[Point localization data]
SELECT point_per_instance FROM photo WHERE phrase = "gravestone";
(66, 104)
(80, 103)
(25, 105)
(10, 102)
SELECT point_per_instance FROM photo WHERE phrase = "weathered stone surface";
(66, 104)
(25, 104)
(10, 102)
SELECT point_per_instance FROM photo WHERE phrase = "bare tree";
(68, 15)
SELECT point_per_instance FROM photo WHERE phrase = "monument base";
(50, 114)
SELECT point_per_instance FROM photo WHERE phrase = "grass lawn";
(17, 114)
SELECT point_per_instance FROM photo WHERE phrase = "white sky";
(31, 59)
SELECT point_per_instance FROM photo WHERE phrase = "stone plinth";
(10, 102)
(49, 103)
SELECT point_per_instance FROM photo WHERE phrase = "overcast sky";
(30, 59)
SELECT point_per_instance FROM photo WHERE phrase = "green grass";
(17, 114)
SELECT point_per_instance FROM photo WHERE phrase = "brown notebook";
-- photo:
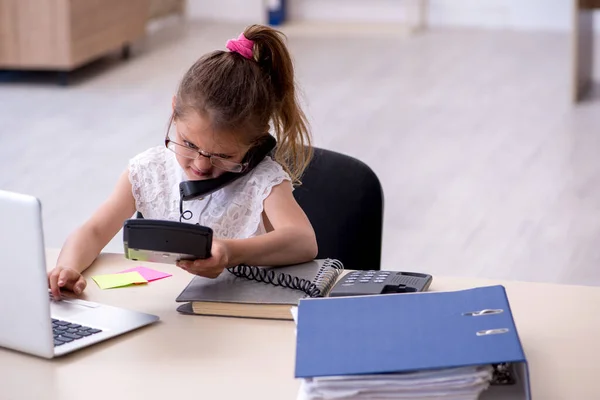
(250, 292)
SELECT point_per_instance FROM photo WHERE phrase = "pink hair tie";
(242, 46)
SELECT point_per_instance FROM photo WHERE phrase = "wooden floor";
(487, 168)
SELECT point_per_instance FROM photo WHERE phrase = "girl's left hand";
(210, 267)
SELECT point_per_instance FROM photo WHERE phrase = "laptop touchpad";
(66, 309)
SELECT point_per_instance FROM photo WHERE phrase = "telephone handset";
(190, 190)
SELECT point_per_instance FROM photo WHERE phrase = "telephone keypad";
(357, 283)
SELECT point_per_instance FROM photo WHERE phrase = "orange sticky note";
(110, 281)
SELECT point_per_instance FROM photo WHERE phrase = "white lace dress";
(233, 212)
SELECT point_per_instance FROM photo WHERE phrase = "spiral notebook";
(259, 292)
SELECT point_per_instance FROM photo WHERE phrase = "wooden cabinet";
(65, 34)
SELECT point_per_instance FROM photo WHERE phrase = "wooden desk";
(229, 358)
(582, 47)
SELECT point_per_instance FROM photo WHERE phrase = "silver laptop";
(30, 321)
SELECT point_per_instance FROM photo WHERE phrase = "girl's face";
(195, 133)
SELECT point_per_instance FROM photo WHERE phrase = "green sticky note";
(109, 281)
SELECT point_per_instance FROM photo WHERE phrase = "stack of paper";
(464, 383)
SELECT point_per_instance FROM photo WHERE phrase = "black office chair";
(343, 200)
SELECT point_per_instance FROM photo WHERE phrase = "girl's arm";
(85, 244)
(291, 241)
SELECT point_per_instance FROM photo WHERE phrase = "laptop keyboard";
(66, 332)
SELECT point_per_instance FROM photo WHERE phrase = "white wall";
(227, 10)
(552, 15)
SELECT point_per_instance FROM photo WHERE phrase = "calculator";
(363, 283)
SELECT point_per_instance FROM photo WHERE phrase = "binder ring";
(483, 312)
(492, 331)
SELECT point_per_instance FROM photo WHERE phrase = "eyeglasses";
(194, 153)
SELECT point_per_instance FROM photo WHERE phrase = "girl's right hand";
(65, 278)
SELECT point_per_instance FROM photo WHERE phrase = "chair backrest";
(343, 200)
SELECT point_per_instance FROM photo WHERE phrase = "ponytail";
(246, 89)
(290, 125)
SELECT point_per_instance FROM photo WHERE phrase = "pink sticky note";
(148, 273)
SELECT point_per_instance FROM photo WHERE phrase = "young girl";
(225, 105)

**Task objective**
The reply should reproduce every entry above word for word and contain no pictures.

**Result for this task**
SELECT point_per_instance FROM photo WHERE phrase = "gravestone";
(66, 104)
(80, 103)
(25, 105)
(10, 102)
SELECT point_per_instance FROM photo WHERE phrase = "weathered stone surface";
(66, 104)
(25, 104)
(10, 102)
SELECT point_per_instance FROM photo WHERE phrase = "bare tree";
(68, 15)
SELECT point_per_instance FROM photo WHERE phrase = "monument base";
(50, 114)
SELECT point_per_instance FROM photo WHERE phrase = "grass lawn";
(17, 114)
SELECT point_per_instance FROM photo WHERE phrase = "white sky";
(31, 59)
SELECT point_per_instance FROM photo WHERE phrase = "stone plinth";
(10, 102)
(49, 103)
SELECT point_per_instance FROM photo WHERE phrase = "overcast sky";
(30, 59)
SELECT point_per_instance FROM photo WHERE phrase = "green grass";
(17, 114)
SELECT point_per_instance FROM photo WHERE phrase = "brown notebook";
-- photo:
(250, 292)
SELECT point_per_instance FROM photo WHERE phrase = "pink hair tie";
(242, 46)
SELECT point_per_instance FROM photo WHERE phrase = "wooden floor";
(487, 168)
SELECT point_per_instance FROM photo WHERE phrase = "girl's left hand";
(210, 267)
SELECT point_per_instance FROM photo WHERE phrase = "laptop touchpad";
(66, 309)
SELECT point_per_instance FROM photo WHERE phrase = "telephone handset";
(190, 190)
SELECT point_per_instance FROM photo WHERE phrase = "telephone keypad";
(357, 283)
SELECT point_per_instance FROM photo WHERE phrase = "orange sticky note";
(110, 281)
SELECT point_per_instance FROM photo WHERE phrase = "white lace dress";
(233, 212)
SELECT point_per_instance FROM photo WHERE phrase = "spiral notebook";
(259, 292)
SELECT point_per_instance FROM photo WHERE phrase = "wooden cabinet";
(65, 34)
SELECT point_per_instance FROM photo WHERE phrase = "wooden desk";
(229, 358)
(582, 47)
SELECT point_per_instance FROM photo WHERE phrase = "silver laptop";
(30, 321)
SELECT point_per_instance FROM photo WHERE phrase = "girl's face";
(195, 133)
SELECT point_per_instance FROM photo WHERE phrase = "green sticky note";
(109, 281)
SELECT point_per_instance FROM photo WHERE phrase = "stack of paper";
(464, 383)
SELECT point_per_instance FROM photo WHERE phrase = "black office chair";
(343, 200)
SELECT point_per_instance FROM photo WHERE phrase = "girl's arm";
(85, 244)
(291, 241)
SELECT point_per_instance FROM photo WHERE phrase = "laptop keyboard";
(66, 332)
SELECT point_per_instance FROM photo WHERE phrase = "white wall";
(227, 10)
(552, 15)
SELECT point_per_instance FROM photo WHERE phrase = "calculator";
(363, 283)
SELECT point_per_instance FROM photo WHERE phrase = "binder ring";
(483, 312)
(492, 331)
SELECT point_per_instance FROM photo WHERE phrase = "eyeglasses";
(194, 153)
SELECT point_per_instance FROM photo WHERE phrase = "girl's right hand";
(65, 278)
SELECT point_per_instance FROM photo WHERE phrase = "chair backrest";
(343, 200)
SELECT point_per_instance FROM photo WHERE phrase = "ponytail";
(246, 89)
(290, 125)
SELECT point_per_instance FROM photo WHERE phrase = "pink sticky note";
(148, 273)
SELECT point_per_instance FROM photo WHERE phrase = "young girl";
(225, 105)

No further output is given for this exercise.